-- Request --
Return each of the following records line for line, with no changes to any character.

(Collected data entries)

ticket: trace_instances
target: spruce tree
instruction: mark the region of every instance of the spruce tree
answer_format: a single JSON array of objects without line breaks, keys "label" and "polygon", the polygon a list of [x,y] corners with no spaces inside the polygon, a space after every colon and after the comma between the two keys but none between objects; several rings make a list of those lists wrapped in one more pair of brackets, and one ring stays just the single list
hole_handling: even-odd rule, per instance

-- Answer below --
ticket: trace_instances
target: spruce tree
instruction: mark the region of every instance of the spruce tree
answer_format: a single JSON array of objects without line breaks, keys "label" and "polygon", the polygon a list of [x,y] corners with no spaces inside the polygon, a space after every colon and after the comma between the two keys but none between objects; several rings make a list of those lists wrapped in one more pair of brackets, and one ring stays just the single list
hole_handling: even-odd rule, per instance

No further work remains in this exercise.